→ Problem details
The data is to be transcribed in full, with nothing missed.

→ Material shown
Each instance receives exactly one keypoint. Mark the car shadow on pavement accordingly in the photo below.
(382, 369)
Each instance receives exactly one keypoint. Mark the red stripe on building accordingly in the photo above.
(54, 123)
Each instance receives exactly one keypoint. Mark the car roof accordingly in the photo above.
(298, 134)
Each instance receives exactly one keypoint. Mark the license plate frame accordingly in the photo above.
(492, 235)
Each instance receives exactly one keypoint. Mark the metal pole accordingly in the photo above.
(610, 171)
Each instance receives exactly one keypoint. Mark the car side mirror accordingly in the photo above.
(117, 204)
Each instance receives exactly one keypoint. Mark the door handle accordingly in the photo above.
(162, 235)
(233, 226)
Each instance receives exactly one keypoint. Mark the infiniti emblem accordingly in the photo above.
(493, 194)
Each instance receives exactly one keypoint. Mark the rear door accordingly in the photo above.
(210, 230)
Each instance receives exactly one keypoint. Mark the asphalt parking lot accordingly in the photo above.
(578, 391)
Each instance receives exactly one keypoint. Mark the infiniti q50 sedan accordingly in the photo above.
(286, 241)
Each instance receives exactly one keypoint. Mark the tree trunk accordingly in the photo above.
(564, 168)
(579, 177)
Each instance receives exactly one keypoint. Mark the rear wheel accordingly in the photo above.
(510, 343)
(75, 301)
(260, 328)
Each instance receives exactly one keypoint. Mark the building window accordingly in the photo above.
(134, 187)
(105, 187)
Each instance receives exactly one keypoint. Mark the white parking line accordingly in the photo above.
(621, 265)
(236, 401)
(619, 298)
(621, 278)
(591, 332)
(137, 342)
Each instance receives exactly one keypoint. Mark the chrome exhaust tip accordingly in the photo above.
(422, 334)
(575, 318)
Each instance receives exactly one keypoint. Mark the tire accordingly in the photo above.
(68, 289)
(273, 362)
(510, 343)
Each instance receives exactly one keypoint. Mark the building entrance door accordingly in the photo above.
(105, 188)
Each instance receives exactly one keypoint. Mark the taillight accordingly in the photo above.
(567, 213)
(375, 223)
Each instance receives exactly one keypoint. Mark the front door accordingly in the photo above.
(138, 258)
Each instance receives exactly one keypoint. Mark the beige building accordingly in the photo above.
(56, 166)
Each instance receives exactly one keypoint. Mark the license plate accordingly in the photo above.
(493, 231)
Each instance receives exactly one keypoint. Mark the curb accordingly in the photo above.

→ Task result
Each instance receives exactly one keypoint. Mark the car shadow on pavement accordingly in the photo below.
(382, 369)
Each instance receives exactly one keypoint. Mark the red stripe on building accordingly in the photo above.
(54, 123)
Each instance receives exactly one keypoint. Mark the car roof accordingly in the photo above.
(298, 134)
Each instance receives exactly one keypoint. Mark the license plate frame accordingly in the photo above.
(492, 235)
Each instance receives exactly one keypoint. Mark the metal pole accordingly in the photo above.
(610, 171)
Each instance receives exactly one keypoint. Mark the car side mirror accordingly in the photo above.
(117, 204)
Each instance receives exactly one keypoint. Mark the door handle accordingly in the photo above.
(162, 235)
(233, 226)
Each instance receives exactly one keypoint. Mark the infiniti emblem accordingly in the photo above.
(493, 194)
Each instance receives exactly one keypoint. Mark the rear door accordingly in the photo above.
(210, 230)
Each instance receives exactly one keypoint. Mark the asphalt parking lot accordingly in the photo above.
(578, 391)
Each instance receives exactly one keypoint. Mark the infiniti q50 sedan accordingly in the photo above.
(286, 241)
Each instance receives exactly one keypoint. Mark the tree trunk accordingly in the photo above.
(564, 168)
(579, 177)
Each instance receives exactly one keypoint. Mark the rear wheel accordingly in the photo above.
(510, 343)
(75, 301)
(260, 328)
Each instance receives exactly one keypoint. Mark the building window accordingly in the photo above.
(134, 187)
(105, 187)
Each instance receives exactly one keypoint. Mark the white parking line accordingly in the photo above.
(621, 265)
(236, 401)
(619, 298)
(621, 278)
(591, 332)
(137, 342)
Each instance receives exactly one keypoint. Mark the chrome exhaust tip accordingly in the photo above.
(422, 334)
(575, 318)
Each instance receives exactly one keypoint. Mark the tire accordingly in the photo above.
(68, 289)
(273, 362)
(510, 343)
Each instance receives exactly one keypoint. Mark the building entrance door accordingly in the photo above.
(105, 188)
Each instance receives exactly one keypoint. Mark the taillight accordingly in the photo above.
(567, 213)
(375, 223)
Each instance receives exactly one keypoint. Mark the front door accordingly in the photo above.
(138, 258)
Each instance receives exactly one keypoint. Mark the beige building accordingly in the photo above.
(56, 166)
Each instance receives exactly one keypoint. Mark the license plate accordingly in the photo above.
(493, 231)
Each instance receives exactly one keypoint. Mark the curb accordingly in the photo above.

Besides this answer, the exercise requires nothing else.